::: Provided data :::

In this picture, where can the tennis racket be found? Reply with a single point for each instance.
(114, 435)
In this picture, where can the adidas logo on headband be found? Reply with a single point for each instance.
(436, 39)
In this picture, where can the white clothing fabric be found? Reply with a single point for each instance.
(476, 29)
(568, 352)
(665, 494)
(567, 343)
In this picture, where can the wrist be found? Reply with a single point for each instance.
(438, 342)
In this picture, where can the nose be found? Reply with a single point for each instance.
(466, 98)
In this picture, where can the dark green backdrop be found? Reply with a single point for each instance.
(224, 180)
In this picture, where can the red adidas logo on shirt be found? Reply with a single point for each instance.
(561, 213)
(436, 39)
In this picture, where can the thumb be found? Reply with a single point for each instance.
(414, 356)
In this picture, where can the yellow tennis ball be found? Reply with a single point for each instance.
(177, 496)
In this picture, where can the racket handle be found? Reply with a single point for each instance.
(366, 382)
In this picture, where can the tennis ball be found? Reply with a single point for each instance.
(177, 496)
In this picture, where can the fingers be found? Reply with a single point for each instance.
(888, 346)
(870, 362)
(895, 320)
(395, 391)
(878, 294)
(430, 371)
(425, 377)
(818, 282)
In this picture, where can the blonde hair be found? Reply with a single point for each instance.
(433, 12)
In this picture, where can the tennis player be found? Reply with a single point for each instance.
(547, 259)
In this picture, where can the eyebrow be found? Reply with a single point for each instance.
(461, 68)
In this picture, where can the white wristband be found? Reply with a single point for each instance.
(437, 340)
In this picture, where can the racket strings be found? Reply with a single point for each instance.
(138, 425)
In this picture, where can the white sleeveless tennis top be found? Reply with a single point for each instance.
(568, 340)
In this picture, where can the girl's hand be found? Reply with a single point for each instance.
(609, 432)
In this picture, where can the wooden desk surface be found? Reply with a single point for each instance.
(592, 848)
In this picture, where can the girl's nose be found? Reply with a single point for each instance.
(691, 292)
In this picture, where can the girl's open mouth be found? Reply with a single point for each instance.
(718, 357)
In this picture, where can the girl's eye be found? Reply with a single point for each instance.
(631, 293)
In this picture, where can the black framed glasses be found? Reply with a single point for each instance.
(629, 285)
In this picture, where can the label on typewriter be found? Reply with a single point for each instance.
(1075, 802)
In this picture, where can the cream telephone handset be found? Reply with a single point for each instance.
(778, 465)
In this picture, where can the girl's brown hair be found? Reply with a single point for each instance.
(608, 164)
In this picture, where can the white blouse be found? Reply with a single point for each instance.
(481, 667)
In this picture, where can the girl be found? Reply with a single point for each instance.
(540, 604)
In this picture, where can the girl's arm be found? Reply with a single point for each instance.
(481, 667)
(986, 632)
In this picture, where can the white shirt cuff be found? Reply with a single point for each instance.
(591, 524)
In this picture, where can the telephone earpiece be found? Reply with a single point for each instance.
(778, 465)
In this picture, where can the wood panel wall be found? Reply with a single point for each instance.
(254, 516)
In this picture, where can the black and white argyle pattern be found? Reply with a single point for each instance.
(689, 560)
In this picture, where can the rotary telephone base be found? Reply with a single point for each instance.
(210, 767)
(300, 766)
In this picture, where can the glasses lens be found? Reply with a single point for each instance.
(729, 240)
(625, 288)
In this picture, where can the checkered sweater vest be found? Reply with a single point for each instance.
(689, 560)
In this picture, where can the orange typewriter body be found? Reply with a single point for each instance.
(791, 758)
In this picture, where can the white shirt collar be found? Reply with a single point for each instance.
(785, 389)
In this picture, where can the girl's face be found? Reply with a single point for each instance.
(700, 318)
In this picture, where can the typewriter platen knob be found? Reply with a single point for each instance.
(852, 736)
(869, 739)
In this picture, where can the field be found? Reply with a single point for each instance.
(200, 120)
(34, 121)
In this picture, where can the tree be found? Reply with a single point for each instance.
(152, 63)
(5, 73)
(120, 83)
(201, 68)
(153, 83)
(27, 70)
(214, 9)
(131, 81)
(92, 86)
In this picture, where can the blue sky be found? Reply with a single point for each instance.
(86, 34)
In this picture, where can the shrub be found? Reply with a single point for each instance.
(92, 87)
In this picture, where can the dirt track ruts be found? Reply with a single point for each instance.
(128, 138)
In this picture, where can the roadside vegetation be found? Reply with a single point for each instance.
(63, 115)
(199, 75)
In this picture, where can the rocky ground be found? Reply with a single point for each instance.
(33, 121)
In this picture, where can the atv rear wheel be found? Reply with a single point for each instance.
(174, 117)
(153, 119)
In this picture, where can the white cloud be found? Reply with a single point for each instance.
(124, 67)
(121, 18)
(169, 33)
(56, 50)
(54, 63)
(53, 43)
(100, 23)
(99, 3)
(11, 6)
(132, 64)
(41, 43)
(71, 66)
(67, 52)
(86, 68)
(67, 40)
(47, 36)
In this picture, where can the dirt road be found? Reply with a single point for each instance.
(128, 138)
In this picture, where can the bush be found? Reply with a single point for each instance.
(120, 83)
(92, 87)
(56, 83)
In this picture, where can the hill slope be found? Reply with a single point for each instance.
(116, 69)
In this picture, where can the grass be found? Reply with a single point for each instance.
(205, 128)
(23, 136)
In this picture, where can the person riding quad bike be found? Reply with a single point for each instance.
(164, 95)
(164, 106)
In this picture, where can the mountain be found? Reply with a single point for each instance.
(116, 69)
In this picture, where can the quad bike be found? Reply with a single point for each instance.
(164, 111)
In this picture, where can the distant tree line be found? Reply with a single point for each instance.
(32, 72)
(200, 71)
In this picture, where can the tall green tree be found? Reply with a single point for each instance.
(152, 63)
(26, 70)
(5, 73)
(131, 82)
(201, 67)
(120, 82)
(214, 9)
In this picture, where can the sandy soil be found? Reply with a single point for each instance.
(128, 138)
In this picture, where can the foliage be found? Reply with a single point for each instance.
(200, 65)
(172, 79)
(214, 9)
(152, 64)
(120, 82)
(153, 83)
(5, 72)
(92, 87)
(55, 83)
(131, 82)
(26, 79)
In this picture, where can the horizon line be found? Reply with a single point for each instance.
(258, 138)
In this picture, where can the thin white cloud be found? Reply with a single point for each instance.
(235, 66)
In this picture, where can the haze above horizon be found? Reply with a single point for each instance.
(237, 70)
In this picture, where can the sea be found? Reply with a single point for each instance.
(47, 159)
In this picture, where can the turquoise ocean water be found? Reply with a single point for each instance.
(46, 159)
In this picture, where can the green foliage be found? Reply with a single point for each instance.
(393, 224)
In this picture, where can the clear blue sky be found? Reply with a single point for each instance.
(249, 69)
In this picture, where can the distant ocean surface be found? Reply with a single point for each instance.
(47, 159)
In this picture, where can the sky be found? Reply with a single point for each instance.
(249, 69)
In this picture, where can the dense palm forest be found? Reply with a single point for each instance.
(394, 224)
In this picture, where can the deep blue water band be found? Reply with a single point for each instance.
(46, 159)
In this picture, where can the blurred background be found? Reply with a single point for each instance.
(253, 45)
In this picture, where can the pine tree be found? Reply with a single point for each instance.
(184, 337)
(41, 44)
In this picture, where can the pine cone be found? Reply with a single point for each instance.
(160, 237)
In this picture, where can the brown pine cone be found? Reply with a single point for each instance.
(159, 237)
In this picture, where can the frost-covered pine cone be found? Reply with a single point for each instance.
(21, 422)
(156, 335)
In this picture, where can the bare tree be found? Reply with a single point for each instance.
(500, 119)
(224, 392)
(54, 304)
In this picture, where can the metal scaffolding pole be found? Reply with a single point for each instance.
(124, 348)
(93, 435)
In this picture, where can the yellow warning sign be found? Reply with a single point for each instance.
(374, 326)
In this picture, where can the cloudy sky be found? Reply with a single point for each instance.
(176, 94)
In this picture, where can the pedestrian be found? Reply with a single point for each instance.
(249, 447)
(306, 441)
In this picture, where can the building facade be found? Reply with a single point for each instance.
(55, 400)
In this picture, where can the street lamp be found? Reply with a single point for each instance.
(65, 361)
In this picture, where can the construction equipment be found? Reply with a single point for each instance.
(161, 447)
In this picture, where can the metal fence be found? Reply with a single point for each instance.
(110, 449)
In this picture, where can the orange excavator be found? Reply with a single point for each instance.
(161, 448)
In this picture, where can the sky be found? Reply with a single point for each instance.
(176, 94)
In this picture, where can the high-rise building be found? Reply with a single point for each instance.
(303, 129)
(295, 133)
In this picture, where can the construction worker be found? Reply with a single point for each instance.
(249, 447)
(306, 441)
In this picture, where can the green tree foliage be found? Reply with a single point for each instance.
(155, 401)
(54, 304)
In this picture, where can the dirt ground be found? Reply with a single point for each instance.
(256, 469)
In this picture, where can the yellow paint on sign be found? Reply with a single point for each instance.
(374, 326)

:::

- What is expected
Output an exact copy of the lines beginning at the one that holds "In this picture, where can the high-rise" and running through the final line of the records.

- Response to this task
In this picture, where can the high-rise building be found? Reply with a single point for each instance.
(303, 129)
(295, 133)
In this picture, where can the construction worker be found? Reply with a single point for each instance.
(249, 447)
(306, 441)
In this picture, where can the green tree foliage be found? Reply with a single point for each instance.
(155, 401)
(54, 304)
In this picture, where can the dirt ground be found? Reply with a single point for each instance.
(256, 469)
In this picture, where can the yellow paint on sign be found? Reply with a single point for each instance.
(374, 326)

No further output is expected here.